* **Prompt**
Find each line in the records below that contains the word "Query", treating uppercase and lowercase as distinct, and copy every such line in full.

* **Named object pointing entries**
******************************
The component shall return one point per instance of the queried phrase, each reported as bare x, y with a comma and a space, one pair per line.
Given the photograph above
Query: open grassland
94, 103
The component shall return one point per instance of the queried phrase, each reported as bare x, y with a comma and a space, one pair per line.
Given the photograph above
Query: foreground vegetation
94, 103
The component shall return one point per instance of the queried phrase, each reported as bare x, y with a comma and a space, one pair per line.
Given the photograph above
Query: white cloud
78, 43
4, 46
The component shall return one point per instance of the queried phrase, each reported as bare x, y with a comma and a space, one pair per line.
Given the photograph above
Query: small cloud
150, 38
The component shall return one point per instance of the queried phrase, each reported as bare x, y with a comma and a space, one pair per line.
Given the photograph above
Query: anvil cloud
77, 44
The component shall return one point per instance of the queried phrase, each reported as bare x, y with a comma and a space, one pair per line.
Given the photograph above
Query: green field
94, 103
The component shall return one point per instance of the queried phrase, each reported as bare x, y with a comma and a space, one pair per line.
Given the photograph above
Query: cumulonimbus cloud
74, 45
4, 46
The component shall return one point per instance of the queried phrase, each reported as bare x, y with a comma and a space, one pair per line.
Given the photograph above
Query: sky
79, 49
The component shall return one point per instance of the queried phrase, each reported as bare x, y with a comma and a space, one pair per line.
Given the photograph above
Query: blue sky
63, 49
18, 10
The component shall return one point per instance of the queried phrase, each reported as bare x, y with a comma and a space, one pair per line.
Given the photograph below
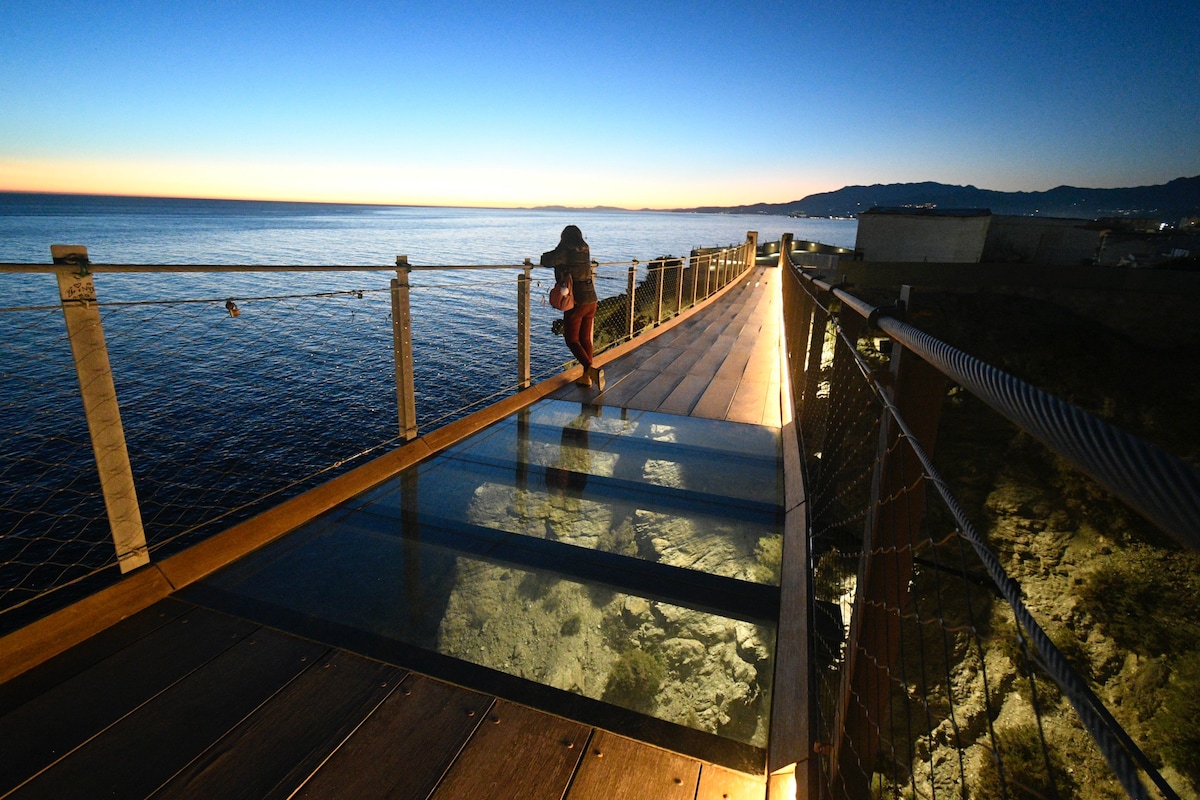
******************************
* **Solution to this problem**
Query: open grassland
Query: foreground vegetation
Query: white cloud
Query: small cloud
Query: anvil cloud
Query: green field
Query: cumulonimbus cloud
Query: sky
Query: blue sky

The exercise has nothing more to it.